## Required work
In the data below, take the stretch from the line containing "For this evaluation, spot every instance of the thick" through the end of the data and write it out again, substituting "olive" for "green" and leaving everything else unchanged.

========

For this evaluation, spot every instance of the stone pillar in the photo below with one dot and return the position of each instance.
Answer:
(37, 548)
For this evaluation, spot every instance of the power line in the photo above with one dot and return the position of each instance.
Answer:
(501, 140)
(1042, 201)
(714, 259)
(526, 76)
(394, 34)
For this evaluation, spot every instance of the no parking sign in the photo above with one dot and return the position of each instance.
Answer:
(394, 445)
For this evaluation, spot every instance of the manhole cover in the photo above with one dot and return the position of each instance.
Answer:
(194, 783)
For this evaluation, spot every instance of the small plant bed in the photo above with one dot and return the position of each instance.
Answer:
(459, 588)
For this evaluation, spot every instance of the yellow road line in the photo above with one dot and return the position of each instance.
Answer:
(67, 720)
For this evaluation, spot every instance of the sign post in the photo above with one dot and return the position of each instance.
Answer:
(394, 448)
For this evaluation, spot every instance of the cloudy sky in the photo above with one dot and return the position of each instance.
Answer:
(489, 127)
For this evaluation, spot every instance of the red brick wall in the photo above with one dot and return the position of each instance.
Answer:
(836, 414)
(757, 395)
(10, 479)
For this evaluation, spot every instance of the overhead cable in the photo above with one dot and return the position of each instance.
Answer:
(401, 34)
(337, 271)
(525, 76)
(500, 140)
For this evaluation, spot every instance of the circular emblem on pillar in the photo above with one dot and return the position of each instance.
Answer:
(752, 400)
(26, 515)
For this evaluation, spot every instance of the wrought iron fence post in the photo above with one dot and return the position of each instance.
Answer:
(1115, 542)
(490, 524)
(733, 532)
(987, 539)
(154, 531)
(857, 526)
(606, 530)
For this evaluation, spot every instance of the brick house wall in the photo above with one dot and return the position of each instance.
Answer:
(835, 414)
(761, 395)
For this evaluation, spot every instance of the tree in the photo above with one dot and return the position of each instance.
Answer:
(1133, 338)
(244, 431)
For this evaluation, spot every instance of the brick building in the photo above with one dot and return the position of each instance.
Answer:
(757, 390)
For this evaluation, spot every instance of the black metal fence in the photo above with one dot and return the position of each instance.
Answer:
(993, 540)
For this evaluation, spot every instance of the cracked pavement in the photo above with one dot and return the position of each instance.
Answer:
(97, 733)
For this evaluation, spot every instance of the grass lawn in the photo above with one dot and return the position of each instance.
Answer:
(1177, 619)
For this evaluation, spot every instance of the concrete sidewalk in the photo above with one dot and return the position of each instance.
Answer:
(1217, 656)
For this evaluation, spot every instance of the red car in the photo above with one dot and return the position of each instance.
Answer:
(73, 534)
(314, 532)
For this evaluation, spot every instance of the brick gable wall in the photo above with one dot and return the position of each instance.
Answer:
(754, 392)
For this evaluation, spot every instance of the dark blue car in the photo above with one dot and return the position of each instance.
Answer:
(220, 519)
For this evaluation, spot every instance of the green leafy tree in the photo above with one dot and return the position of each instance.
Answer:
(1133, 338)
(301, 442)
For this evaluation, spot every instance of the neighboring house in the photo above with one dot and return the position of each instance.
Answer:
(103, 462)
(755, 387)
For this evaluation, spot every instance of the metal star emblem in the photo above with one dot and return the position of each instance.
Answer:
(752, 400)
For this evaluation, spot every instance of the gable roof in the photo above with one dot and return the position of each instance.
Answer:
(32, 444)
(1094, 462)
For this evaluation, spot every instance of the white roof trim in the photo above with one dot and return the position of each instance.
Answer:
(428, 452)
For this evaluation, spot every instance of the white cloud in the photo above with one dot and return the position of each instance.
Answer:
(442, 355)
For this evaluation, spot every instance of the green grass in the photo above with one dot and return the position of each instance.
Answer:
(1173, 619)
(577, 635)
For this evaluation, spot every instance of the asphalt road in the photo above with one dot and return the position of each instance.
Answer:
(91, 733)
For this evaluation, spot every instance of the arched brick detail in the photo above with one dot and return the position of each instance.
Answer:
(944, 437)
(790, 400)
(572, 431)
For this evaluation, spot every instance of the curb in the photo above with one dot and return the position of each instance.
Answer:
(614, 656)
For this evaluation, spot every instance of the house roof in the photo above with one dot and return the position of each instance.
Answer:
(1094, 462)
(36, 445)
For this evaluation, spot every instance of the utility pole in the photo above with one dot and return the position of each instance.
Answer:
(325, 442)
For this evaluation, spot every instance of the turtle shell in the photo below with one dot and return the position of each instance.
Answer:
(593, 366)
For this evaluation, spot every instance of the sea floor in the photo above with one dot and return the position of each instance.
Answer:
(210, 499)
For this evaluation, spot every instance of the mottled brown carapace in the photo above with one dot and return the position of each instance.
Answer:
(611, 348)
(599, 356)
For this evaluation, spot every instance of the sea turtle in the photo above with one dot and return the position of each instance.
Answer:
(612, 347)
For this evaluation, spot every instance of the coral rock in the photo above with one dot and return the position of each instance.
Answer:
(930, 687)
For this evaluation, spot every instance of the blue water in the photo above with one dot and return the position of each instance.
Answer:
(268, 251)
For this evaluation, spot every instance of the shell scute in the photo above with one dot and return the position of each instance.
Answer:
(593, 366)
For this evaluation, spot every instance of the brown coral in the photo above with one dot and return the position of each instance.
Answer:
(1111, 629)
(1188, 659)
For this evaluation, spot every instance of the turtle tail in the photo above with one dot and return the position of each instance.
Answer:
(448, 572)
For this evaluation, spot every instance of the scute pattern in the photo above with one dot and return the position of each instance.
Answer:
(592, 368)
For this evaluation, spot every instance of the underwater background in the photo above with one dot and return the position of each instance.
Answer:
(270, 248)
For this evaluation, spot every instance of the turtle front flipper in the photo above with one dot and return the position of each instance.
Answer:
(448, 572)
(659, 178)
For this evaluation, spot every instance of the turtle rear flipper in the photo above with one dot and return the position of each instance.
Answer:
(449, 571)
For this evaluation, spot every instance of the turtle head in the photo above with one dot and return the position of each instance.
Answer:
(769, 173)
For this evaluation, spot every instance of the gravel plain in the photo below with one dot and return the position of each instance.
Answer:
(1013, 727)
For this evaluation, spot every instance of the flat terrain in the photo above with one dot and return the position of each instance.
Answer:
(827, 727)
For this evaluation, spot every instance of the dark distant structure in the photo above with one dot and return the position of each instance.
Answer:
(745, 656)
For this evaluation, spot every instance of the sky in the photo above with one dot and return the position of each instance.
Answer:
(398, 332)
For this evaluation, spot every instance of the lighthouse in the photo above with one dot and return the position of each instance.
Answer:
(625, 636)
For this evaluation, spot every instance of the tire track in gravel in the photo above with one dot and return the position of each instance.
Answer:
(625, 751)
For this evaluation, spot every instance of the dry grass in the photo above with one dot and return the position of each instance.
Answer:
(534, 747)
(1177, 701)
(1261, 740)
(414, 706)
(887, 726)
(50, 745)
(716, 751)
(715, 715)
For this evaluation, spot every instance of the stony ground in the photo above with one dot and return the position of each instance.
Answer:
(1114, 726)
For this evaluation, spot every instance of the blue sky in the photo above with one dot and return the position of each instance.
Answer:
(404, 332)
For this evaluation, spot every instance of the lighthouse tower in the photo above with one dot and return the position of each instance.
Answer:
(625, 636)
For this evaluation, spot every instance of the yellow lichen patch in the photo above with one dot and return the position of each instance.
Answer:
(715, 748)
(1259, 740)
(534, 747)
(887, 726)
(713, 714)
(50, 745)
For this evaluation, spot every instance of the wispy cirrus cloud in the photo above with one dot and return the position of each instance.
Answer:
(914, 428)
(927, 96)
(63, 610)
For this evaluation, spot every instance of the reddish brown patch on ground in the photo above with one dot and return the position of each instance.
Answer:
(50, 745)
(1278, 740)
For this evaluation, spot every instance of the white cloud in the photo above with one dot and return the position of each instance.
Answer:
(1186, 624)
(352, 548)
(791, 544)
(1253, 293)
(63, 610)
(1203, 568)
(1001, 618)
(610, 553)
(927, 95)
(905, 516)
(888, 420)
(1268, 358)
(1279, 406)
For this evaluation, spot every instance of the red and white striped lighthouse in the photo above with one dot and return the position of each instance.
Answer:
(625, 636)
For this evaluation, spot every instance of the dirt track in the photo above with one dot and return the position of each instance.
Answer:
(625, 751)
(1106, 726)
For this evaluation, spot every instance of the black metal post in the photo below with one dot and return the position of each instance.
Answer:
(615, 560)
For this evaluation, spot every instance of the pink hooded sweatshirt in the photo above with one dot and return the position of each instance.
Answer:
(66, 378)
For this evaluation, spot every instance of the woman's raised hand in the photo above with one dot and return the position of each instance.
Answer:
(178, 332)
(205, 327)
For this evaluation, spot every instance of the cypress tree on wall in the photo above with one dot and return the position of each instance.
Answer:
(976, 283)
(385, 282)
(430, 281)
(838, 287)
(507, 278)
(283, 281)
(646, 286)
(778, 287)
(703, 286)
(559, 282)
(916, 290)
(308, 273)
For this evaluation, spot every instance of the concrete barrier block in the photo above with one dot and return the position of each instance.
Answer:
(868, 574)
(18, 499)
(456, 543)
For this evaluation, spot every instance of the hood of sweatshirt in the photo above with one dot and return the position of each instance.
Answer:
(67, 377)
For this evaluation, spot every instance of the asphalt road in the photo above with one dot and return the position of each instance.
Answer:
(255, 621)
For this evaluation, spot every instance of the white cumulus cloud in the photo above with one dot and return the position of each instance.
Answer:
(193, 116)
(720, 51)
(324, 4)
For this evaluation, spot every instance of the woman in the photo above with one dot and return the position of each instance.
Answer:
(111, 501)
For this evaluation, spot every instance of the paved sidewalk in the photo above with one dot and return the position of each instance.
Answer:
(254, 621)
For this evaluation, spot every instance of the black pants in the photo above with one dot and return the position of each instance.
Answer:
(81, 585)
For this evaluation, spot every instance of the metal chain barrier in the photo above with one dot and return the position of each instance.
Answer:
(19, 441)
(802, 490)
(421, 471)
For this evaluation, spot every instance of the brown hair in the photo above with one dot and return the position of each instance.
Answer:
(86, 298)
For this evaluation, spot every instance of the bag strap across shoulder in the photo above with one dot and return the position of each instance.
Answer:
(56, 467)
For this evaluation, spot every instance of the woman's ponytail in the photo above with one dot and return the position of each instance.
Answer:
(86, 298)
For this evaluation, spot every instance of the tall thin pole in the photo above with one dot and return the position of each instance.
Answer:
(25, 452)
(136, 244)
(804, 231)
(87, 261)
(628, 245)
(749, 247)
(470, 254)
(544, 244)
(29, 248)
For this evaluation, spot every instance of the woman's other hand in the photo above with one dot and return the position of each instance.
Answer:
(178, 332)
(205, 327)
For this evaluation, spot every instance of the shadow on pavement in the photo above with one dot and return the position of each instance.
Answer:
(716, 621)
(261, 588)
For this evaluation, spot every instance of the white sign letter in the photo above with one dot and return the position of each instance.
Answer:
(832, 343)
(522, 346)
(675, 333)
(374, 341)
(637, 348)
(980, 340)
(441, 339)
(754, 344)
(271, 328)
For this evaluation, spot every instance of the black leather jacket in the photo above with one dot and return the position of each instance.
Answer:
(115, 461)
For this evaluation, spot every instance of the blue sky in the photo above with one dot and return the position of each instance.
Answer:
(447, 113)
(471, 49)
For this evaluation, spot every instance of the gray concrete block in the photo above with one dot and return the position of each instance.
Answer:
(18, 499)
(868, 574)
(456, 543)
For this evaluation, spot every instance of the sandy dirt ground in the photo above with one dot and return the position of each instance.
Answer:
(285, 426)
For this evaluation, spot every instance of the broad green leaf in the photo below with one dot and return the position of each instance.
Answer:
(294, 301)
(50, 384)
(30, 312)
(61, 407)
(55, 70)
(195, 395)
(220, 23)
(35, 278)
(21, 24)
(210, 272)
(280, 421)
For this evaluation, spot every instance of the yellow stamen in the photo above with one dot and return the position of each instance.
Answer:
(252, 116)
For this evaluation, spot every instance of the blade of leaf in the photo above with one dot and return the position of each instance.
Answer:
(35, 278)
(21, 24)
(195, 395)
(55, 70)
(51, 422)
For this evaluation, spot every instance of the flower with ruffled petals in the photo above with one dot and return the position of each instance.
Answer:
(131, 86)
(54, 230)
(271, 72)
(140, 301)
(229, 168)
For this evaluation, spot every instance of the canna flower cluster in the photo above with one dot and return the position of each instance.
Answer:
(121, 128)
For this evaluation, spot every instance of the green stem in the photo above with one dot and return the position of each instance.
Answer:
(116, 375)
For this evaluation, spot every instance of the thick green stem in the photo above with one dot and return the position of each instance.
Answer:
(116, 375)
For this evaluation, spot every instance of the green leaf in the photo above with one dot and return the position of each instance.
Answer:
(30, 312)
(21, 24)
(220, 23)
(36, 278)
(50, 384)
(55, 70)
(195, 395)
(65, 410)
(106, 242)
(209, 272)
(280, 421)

========

## Exercise answer
For this evaluation, spot every instance of the thick olive stem in the photo above with one dot and return the position of each instance.
Answer:
(116, 375)
For this evaluation, spot every instance of the olive leaf in the photo above with one dot and return the position of each instance.
Answer:
(30, 312)
(21, 24)
(220, 23)
(36, 278)
(50, 384)
(55, 70)
(195, 395)
(65, 410)
(106, 242)
(209, 272)
(280, 421)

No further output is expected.